EXCERPT PROVIDED
Is natural gas the answer?
Reformed oil man T. Boone Pickens joined Senators Harry Reid (D-NV), Orrin Hatch (R-UT) and Robert Menendez (D-NJ) at a press conference on Capitol Hill today to announce the introduction of the NAT GAS Act. A summary of the bill is available, but this story from Bloomberg summarizes it well. The measure would increase and extend government financial support for the purchase and production of natural gas vehicles as well as refueling stations.
Pickens, once the head of Mesa Petroleum, built his reputation on financial dealings in the oil industry during the 1980s. Reporters occasionally referred to him as “the real life J.R. Ewing”, a reference to the ‘80s television series, Dallas. As head of Mesa, Mr. Pickens lead a tremendously successful company with oil production assets in the Gulf of Mexico and American Southwest that was once among the nation’s largest independent producers of oil and natural gas.
Today, Mr. Pickens is more familiar to Americans for his TV ads regarding the energy and climate policy debates and for his proposed solution: The Pickens Plan. The plan proposes to use wind power to displace natural gas from the electric power sector, and then use the newly displaced gas to displace oil in the transportation sector. You can read about his plan in very (very) general terms here.
For Democrats and the majority of the media, lining up next to a converted former oil man has proven to be irresistible. Natural gas burns about a third cleaner (in CO2 terms) than refined petroleum products, and replacing gas in the power sector with wind would also generate substantial emissions reductions. Such a climate-friendly plan for increased energy security being trumpeted by a reformed oil man has Democrats jumping out of their seats to stand with him.

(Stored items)
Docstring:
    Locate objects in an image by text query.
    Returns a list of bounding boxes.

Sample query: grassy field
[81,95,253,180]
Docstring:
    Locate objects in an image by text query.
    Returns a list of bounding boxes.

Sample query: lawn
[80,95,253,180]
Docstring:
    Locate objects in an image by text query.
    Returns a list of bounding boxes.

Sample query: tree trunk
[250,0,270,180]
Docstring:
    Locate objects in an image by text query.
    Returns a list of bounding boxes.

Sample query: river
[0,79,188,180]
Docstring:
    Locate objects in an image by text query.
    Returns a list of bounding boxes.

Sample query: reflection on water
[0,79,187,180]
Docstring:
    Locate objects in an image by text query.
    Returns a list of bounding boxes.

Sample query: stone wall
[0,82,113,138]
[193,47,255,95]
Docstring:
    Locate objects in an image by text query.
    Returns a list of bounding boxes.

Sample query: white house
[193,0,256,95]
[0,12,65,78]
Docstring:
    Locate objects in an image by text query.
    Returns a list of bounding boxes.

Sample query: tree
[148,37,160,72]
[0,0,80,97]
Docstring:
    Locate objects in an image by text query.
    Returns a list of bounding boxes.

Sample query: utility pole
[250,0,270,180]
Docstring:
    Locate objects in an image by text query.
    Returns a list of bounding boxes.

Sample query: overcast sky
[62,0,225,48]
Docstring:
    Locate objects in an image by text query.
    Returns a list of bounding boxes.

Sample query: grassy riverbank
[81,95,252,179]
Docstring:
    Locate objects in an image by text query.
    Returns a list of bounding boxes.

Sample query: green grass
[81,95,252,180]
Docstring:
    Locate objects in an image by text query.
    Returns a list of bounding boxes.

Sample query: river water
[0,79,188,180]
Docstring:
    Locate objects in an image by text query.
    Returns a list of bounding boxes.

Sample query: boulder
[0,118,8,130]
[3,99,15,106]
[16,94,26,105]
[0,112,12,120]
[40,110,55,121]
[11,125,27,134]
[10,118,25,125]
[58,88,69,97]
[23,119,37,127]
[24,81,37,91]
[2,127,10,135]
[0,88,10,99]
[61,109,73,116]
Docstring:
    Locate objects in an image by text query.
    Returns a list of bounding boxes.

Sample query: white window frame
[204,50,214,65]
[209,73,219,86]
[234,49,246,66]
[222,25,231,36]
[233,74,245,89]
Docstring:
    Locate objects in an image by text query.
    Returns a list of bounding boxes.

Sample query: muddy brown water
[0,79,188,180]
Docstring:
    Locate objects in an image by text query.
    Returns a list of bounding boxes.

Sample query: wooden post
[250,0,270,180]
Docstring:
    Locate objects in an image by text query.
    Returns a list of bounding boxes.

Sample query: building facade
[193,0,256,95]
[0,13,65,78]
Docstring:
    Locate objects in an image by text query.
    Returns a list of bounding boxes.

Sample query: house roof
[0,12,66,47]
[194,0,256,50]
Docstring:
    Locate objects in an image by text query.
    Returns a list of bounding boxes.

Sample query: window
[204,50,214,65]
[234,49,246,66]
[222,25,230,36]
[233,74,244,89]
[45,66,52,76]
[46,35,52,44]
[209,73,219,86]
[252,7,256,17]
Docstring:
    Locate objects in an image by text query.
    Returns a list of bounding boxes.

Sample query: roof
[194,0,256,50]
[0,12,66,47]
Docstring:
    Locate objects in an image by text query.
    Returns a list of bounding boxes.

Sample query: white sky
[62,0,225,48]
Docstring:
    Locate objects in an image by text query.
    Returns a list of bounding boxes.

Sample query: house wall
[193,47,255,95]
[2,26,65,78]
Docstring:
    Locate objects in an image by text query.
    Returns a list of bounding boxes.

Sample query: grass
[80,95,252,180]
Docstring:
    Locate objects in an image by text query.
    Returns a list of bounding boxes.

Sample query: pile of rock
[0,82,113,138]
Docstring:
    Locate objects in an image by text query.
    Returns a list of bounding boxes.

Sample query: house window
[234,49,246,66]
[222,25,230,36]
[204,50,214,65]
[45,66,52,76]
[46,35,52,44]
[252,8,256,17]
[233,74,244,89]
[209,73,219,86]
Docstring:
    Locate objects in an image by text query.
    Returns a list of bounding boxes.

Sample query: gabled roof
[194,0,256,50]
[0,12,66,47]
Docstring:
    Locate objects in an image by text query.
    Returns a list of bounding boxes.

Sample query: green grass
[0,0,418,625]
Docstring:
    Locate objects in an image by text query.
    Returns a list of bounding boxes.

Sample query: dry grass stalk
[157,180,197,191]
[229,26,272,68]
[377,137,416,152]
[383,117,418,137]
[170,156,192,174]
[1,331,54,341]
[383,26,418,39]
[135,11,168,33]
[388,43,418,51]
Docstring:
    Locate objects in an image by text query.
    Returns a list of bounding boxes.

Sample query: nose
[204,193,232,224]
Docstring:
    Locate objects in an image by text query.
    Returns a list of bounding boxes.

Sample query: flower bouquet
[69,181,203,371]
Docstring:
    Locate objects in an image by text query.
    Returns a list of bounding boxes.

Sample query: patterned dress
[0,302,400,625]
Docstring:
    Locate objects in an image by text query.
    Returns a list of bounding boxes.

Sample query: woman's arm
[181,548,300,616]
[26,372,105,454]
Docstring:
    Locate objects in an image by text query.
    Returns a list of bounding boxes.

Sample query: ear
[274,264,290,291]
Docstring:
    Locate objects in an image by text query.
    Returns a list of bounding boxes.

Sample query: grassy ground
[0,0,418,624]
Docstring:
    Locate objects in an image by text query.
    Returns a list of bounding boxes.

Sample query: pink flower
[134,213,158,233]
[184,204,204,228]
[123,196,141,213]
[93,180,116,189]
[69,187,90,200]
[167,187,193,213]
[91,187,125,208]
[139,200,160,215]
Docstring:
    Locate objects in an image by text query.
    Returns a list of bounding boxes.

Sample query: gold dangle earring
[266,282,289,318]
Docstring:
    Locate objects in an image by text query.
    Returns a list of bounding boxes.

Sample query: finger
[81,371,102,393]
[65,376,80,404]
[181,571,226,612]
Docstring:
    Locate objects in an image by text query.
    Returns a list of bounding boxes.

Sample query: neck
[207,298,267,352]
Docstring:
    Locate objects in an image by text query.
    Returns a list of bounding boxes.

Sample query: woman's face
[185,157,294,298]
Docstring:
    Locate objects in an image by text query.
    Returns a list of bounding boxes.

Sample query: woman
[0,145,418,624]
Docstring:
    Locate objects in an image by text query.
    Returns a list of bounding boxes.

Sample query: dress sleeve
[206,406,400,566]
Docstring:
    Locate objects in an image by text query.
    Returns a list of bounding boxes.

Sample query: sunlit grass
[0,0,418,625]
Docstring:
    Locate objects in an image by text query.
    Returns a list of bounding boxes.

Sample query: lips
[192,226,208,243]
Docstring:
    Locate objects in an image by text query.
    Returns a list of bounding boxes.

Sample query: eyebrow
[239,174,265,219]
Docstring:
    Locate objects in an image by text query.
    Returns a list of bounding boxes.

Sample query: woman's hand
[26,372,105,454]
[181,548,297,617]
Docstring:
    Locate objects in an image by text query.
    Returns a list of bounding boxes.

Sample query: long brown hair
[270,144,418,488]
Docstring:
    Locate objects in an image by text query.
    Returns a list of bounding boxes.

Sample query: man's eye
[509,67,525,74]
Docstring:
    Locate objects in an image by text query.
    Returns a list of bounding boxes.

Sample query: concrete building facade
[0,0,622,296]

STATED PROBLEM
Could you reproduce the passage of the natural gas post starting with "Today, Mr. Pickens" and going on through "general terms here."?

FULL ANSWER
Today, Mr. Pickens is more familiar to Americans for his TV ads regarding the energy and climate policy debates and for his proposed solution: The Pickens Plan. The plan proposes to use wind power to displace natural gas from the electric power sector, and then use the newly displaced gas to displace oil in the transportation sector. You can read about his plan in very (very) general terms here.